[Records from a collection]
------------------------------------------------

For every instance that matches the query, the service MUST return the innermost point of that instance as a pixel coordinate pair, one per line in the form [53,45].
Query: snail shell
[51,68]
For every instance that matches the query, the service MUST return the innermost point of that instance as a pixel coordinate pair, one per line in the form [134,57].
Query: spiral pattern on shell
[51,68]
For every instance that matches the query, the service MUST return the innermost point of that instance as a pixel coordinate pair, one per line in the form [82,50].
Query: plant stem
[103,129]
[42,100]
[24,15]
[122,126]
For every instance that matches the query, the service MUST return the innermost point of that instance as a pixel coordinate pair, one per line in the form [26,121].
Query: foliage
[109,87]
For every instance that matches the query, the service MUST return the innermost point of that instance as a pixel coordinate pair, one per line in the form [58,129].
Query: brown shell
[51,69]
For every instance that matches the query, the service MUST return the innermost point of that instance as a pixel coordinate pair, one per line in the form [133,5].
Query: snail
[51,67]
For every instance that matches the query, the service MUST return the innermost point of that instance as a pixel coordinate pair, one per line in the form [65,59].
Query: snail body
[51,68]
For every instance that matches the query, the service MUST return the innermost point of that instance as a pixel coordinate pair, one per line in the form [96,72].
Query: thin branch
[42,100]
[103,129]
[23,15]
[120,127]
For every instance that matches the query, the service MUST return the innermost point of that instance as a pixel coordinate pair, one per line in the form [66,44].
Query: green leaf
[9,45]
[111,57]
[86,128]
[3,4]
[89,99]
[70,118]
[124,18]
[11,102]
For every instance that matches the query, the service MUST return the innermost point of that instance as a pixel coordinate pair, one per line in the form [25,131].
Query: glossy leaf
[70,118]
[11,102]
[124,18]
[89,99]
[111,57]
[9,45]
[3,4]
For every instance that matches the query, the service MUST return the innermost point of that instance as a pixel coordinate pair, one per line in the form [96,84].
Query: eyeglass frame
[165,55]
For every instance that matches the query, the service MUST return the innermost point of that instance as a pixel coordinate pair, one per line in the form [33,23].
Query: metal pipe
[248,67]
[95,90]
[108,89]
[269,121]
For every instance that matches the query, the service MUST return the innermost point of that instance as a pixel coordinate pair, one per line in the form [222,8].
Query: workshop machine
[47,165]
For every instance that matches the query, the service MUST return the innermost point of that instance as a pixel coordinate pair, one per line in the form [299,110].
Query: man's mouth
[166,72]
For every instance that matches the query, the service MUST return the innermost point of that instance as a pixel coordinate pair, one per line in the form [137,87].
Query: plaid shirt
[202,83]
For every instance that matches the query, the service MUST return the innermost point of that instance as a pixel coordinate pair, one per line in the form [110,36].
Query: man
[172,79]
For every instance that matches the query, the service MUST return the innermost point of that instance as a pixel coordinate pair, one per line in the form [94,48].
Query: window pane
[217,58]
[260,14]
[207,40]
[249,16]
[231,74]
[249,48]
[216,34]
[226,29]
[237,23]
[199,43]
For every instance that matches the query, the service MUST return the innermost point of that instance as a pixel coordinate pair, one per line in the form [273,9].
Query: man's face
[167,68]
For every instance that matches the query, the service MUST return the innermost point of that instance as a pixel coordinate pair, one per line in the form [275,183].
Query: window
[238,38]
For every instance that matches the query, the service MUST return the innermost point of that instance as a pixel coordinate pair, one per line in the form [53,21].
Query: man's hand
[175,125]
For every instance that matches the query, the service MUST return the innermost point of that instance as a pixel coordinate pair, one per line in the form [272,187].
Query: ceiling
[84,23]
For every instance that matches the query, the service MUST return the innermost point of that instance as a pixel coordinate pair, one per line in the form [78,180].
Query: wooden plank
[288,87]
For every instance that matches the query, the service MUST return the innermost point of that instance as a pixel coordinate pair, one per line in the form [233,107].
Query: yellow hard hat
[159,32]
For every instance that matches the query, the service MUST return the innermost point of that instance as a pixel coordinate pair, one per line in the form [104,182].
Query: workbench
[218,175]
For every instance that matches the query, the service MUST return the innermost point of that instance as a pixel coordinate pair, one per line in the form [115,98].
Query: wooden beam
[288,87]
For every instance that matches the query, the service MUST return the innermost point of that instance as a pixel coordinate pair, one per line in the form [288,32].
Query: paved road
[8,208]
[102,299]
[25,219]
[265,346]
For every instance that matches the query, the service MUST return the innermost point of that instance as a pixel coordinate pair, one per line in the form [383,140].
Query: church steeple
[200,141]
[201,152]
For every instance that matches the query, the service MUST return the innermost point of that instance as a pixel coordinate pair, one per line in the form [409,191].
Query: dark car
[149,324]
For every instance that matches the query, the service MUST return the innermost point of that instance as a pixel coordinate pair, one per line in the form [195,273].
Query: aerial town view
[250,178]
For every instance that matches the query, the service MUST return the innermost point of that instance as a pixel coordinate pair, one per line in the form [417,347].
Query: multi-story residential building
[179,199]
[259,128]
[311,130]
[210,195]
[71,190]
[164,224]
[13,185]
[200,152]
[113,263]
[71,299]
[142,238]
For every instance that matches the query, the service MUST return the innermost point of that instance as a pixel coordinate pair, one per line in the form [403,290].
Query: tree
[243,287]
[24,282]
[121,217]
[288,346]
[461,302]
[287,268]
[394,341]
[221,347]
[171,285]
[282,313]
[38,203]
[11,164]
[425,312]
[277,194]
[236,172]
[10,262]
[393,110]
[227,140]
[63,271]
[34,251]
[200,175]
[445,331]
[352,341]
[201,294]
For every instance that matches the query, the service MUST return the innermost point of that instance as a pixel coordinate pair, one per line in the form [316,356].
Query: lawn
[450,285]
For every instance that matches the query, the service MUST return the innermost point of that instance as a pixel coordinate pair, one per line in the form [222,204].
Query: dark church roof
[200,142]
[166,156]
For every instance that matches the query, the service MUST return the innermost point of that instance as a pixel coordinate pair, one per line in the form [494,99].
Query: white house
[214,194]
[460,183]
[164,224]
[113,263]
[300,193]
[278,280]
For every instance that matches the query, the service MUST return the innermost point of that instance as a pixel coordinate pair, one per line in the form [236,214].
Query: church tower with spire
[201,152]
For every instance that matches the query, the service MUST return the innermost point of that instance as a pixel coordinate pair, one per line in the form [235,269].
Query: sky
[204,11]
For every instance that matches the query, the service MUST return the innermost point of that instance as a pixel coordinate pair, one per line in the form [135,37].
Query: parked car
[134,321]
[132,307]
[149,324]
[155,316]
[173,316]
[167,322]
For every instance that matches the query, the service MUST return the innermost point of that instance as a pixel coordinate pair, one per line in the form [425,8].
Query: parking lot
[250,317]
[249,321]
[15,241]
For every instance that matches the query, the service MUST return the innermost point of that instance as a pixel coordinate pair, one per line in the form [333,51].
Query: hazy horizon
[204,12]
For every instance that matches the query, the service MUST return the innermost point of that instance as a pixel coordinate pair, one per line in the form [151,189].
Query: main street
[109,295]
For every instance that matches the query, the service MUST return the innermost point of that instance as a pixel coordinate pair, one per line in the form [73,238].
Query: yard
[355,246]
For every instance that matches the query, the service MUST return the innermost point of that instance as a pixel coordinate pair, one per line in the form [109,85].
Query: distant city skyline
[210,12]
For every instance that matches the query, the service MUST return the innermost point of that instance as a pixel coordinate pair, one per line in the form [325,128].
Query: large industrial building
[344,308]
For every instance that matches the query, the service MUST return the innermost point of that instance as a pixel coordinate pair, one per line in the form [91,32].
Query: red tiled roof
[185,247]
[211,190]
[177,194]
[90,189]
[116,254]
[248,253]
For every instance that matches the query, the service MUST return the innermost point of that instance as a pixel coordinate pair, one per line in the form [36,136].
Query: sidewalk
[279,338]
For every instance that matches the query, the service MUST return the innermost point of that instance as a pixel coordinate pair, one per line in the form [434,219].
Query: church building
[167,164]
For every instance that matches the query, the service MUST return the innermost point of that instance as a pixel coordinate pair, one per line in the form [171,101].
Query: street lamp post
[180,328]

------------------------------------------------

### WORK TASK
The data above should be output exactly, with each line intact.

### ANSWER BOX
For every instance that matches the query, the service MUST return the innermost point of that instance as a pixel coordinate pair, one per line in the form [53,45].
Query: snail shell
[51,68]
For every instance that matches the query, the service MUST return the innermost point of that instance as a pixel coordinate pair, one per line in the form [134,57].
Query: spiral pattern on shell
[51,68]
For every instance that matches the query, the service MUST return the innermost point of that instance as a pixel coordinate pair, one per line in the form [82,50].
Query: plant stem
[103,129]
[42,100]
[24,15]
[122,126]
For every instance that matches the query, the service MUST return the innermost point of that instance as a pixel coordinate pair, one per line in the form [26,121].
Query: foliage
[109,87]
For every instance that matches the query, the service MUST return the innermost point of that instance as a pixel coordinate pair, one per line in the form [58,129].
Query: brown shell
[51,69]
For every instance that matches the query, the service MUST return the innermost point of that instance as a pixel coordinate pair, one per line in the form [133,5].
Query: snail
[51,67]
For every instance that matches the query, the service MUST return the innermost point of that instance as a pixel coordinate pair, one per line in the form [65,59].
Query: snail body
[51,68]
For every instance that matches the query, the service MUST return the innermost point of that instance as a pixel coordinate pair, one per line in the form [96,72].
Query: thin branch
[42,100]
[103,129]
[23,15]
[120,127]
For every instance that matches the query, the service MUST return the innermost point of that instance as a pixel coordinate pair, one per line in the form [66,44].
Query: green leaf
[9,45]
[111,57]
[86,128]
[3,4]
[89,99]
[70,118]
[124,18]
[11,102]
For every instance that matches the query, the service MUST return the innermost point of that instance as a pixel coordinate pair, one per line in the form [25,131].
Query: glossy leaf
[70,118]
[11,102]
[124,18]
[89,99]
[111,57]
[9,45]
[3,4]
For every instance that matches the query, the service MUST return the innermost point of that instance as a pixel coordinate pair, one per line in the form [96,84].
Query: eyeglass frame
[165,55]
For every instance that matches the query, the service MUST return the innermost point of that instance as a pixel coordinate pair, one per line in the form [33,23].
Query: metal pipe
[248,67]
[95,90]
[108,89]
[269,121]
For every instance that matches the query, the service MUST return the innermost point of that instance as a pixel coordinate pair, one per line in the form [222,8].
Query: workshop machine
[47,165]
For every instance that matches the query, the service MUST return the innermost point of that instance as a pixel coordinate pair, one per line in the form [299,110].
Query: man's mouth
[166,72]
For every instance that matches the query, the service MUST return the innermost point of that instance as a pixel coordinate pair, one per line in the form [137,87].
Query: plaid shirt
[202,83]
For every instance that matches the query, the service MUST return the innermost point of that instance as a pixel coordinate pair, one per line in the form [110,36].
Query: man
[172,79]
For every instance that matches the query, the service MUST return the innermost point of that instance as a pixel coordinate pair, one per line in the form [94,48].
Query: window pane
[217,58]
[260,14]
[207,40]
[249,16]
[231,74]
[249,48]
[216,34]
[226,29]
[237,23]
[199,43]
For every instance that matches the query, the service MUST return the innermost point of that instance as a pixel coordinate pair, one per line in the form [273,9].
Query: man's face
[167,68]
For every instance that matches the query, the service MUST return the innermost point of that instance as a pixel coordinate pair, one per line in the form [275,183].
Query: window
[238,38]
For every instance that matches the query, the service MUST return the innermost point of that instance as a pixel coordinate pair, one per line in the form [53,21].
Query: man's hand
[175,125]
For every instance that matches the query, the service MUST return the innermost point of that instance as a pixel coordinate pair, one per line in the form [272,187].
Query: ceiling
[84,23]
For every instance that matches the query, the service MUST return the innermost point of that instance as a pixel coordinate pair, one per line in the form [78,180].
Query: wooden plank
[288,87]
For every instance that matches the query, the service MUST return the innermost point of that instance as a pixel coordinate pair, one per line in the form [233,107].
Query: yellow hard hat
[159,32]
For every instance that matches the query, the service MUST return the innermost point of that instance as a pixel coordinate pair, one per line in the form [104,182].
Query: workbench
[218,175]
For every instance that matches the query, the service MUST return the innermost point of that instance as a pixel coordinate pair, one per line in the form [115,98].
Query: wooden beam
[288,87]
For every instance that matches the query, the service MUST return the innermost point of that instance as a pixel coordinate pair, one per line in the form [288,32].
Query: paved road
[8,208]
[102,299]
[25,219]
[265,346]
For every instance that matches the query, the service MUST return the innermost point of that instance as a pixel coordinate pair, one per line in the form [383,140].
Query: church steeple
[200,141]
[201,152]
For every instance that matches the query, the service MUST return the innermost point of that instance as a pixel coordinate pair, one per line in the form [409,191].
Query: dark car
[149,324]
For every instance that matches the query, the service MUST return the innermost point of that instance as a pixel coordinate pair, one per line in the form [195,273].
Query: aerial town view
[250,178]
For every instance that matches the query, the service MUST return the innermost point of that instance as a pixel coordinate pair, one per line in the form [417,347].
Query: multi-story residential building
[179,199]
[259,128]
[311,130]
[210,195]
[71,190]
[164,224]
[13,185]
[200,152]
[113,263]
[71,299]
[142,238]
For every instance that matches the query, the service MUST return the innermost point of that instance as a pixel coordinate pair, one per line in the form [403,290].
Query: tree
[243,287]
[24,282]
[121,217]
[288,346]
[461,302]
[287,268]
[394,341]
[221,347]
[171,285]
[282,313]
[38,203]
[11,164]
[425,312]
[277,194]
[236,172]
[10,262]
[393,110]
[227,140]
[63,271]
[34,251]
[200,175]
[445,331]
[352,341]
[201,294]
For every instance that matches the query, the service MUST return the innermost point of that instance as a pixel coordinate pair, one per line in the form [316,356].
Query: lawn
[450,285]
For every instance that matches the query, the service MUST return the innermost point of that instance as a pixel coordinate pair, one per line in the form [222,204].
Query: dark church roof
[200,142]
[166,156]
For every instance that matches the query, the service MUST return the innermost point of that instance as a pixel coordinate pair, one per line in the form [494,99].
Query: white house
[214,194]
[460,183]
[164,224]
[113,263]
[300,193]
[278,280]
For every instance that matches the query, the service MUST return the innermost point of that instance as a pixel coordinate pair, one per line in the form [236,214].
Query: church tower with spire
[201,152]
For every instance that matches the query, the service MUST return the innermost point of that instance as a pixel coordinate pair, one per line in the form [235,269].
Query: sky
[204,11]
For every instance that matches the query, the service MUST return the innermost point of that instance as a pixel coordinate pair, one per line in the form [135,37].
Query: parked car
[134,321]
[132,307]
[149,324]
[155,316]
[173,316]
[167,322]
For every instance that matches the query, the service MUST return the innermost point of that instance as a pixel coordinate pair, one per line in the form [425,8].
Query: parking lot
[250,317]
[249,321]
[15,241]
For every instance that matches the query, the service MUST return the innermost point of that instance as a pixel coordinate pair, one per line in the form [333,51].
Query: hazy horizon
[204,12]
For every instance that matches the query, the service MUST return the innermost point of that instance as a pixel coordinate pair, one per line in the form [151,189].
Query: main street
[109,295]
For every instance that matches the query, the service MUST return the innermost point of that instance as a pixel coordinate pair, one per line in the form [73,238].
Query: yard
[355,246]
For every instance that matches the query, the service MUST return the innermost point of that instance as a pixel coordinate pair, one per line in the form [109,85].
Query: distant city skyline
[210,12]
For every instance that matches the query, the service MUST return the innermost point of that instance as a pixel coordinate pair, one per line in the form [325,128].
Query: large industrial building
[344,308]
For every instance that matches the query, the service MUST return the innermost point of that instance as a pixel coordinate pair, one per line in the form [91,32].
Query: red tiled roof
[185,247]
[211,190]
[177,194]
[90,189]
[116,254]
[248,253]
For every instance that matches the query, the service MUST return the innermost point of that instance as a pixel coordinate pair, one per line in the form [36,136].
Query: sidewalk
[279,338]
For every instance that matches the query, the service MUST return the innermost point of that instance as a pixel coordinate pair, one per line in the form [434,219].
Query: church building
[167,164]
For every instance that matches the query, the service MUST return the innermost point of that instance as a pixel coordinate pair, one per line in the form [171,101].
Query: street lamp post
[180,328]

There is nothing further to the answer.